*Aim of the exercise*
Output exactly the lines that run from the line with "Reviewer note: check that every instance of the woman's face" to the end of the material, both ends included, and no other lines.

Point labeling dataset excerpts
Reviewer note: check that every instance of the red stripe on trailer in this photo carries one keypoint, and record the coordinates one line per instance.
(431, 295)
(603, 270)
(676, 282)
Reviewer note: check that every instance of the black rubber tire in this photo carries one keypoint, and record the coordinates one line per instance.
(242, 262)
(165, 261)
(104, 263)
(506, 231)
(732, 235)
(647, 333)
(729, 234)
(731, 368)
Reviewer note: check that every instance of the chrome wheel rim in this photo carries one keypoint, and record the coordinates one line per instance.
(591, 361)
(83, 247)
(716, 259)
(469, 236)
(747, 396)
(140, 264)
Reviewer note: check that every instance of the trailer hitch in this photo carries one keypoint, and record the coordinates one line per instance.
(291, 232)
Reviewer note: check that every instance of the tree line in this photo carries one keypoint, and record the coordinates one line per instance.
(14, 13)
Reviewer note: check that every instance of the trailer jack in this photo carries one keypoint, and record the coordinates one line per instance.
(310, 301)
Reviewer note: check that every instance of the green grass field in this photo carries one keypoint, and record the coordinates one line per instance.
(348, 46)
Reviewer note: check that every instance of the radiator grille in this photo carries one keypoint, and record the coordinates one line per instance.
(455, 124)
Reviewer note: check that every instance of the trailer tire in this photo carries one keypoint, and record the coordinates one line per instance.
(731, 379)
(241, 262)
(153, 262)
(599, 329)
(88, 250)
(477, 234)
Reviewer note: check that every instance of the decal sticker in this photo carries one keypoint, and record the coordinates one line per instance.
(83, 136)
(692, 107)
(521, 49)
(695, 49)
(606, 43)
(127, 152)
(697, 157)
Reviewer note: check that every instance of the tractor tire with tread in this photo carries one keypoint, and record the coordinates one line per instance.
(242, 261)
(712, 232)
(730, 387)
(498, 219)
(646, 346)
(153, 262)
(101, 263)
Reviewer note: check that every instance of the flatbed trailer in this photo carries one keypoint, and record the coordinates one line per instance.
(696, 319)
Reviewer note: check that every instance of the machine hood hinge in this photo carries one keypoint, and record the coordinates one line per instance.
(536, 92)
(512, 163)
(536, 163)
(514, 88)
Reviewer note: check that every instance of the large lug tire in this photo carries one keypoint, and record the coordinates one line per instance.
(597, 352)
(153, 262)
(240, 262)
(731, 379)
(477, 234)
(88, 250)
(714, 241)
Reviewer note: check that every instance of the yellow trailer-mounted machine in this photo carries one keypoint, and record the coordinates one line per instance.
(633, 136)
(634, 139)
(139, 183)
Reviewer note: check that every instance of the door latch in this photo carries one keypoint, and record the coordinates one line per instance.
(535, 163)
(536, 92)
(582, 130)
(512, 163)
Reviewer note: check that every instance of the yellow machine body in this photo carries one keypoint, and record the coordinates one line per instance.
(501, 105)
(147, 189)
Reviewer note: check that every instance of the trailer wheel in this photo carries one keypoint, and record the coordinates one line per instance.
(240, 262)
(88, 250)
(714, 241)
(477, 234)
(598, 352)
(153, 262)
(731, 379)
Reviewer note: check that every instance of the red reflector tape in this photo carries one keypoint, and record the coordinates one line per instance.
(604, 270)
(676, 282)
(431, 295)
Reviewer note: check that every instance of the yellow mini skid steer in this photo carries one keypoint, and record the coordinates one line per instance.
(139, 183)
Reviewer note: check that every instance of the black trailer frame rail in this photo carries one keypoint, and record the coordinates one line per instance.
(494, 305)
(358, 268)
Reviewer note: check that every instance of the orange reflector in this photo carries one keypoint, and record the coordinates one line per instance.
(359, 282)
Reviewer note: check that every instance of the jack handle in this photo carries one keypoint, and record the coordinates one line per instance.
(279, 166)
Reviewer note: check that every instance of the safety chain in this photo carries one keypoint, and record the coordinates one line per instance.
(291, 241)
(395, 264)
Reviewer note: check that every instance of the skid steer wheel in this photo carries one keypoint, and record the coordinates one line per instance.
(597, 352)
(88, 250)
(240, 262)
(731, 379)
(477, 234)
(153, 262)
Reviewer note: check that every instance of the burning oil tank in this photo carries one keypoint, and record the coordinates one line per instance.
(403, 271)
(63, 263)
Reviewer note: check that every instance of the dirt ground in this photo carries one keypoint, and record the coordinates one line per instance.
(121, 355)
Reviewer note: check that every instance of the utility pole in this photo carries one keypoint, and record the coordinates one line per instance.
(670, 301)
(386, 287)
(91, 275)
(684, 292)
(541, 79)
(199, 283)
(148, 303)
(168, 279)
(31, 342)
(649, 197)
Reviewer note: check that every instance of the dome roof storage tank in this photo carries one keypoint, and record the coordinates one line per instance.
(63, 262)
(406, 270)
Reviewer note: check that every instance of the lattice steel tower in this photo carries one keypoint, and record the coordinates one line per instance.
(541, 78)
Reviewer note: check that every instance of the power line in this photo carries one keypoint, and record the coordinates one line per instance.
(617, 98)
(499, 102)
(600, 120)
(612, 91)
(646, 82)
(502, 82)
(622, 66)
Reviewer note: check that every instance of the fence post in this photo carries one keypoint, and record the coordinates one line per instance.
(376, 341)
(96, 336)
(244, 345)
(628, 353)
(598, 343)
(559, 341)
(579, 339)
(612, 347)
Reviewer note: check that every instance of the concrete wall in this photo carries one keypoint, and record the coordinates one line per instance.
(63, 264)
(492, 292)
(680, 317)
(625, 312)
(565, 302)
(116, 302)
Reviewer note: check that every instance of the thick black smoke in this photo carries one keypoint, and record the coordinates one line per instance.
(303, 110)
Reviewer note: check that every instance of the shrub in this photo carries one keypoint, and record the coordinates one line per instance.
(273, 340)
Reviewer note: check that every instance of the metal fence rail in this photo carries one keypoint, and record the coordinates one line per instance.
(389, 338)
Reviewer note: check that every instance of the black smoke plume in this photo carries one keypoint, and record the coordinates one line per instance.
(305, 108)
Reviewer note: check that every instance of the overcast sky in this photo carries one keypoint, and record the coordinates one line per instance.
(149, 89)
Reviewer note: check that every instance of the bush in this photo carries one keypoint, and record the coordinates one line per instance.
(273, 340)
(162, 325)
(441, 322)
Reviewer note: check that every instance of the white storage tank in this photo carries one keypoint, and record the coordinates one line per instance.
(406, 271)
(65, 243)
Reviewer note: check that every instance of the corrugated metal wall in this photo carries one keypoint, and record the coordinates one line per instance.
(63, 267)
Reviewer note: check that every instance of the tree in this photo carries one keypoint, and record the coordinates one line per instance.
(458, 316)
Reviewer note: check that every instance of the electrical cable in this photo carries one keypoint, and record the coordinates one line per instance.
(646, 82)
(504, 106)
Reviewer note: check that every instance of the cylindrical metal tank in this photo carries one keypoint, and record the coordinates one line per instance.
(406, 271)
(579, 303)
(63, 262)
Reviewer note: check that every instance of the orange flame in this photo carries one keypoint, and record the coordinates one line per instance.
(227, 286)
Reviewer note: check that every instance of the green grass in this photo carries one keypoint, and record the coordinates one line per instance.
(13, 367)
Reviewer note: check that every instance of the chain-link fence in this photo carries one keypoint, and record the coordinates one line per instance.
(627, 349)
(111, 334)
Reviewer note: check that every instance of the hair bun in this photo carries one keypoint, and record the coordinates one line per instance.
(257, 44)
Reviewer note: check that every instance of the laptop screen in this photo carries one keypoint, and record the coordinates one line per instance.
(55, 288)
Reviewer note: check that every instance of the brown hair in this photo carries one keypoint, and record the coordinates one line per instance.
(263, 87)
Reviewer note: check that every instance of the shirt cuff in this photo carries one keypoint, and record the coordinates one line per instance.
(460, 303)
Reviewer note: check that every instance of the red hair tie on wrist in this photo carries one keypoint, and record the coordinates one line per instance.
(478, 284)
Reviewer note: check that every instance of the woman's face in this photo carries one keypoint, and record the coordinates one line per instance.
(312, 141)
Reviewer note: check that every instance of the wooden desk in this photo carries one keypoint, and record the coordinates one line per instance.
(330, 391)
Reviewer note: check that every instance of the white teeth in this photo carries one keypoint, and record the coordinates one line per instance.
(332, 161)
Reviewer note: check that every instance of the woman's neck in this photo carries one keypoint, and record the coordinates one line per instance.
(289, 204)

*Answer*
Reviewer note: check that every instance of the woman's face in this photo carries one keypoint, and record the coordinates one line per instance.
(312, 141)
Reviewer note: check that every instance of the wooden desk in this photo carries one keypoint, and record the coordinates one line per instance.
(330, 391)
Reviewer note: check that every instance of the white teeth in this photo carries one keypoint, and record the coordinates one line per instance.
(332, 161)
Reviewer note: check that every instance of the woman's neck in this photo carries one keypoint, and record the coordinates one line per instance.
(289, 204)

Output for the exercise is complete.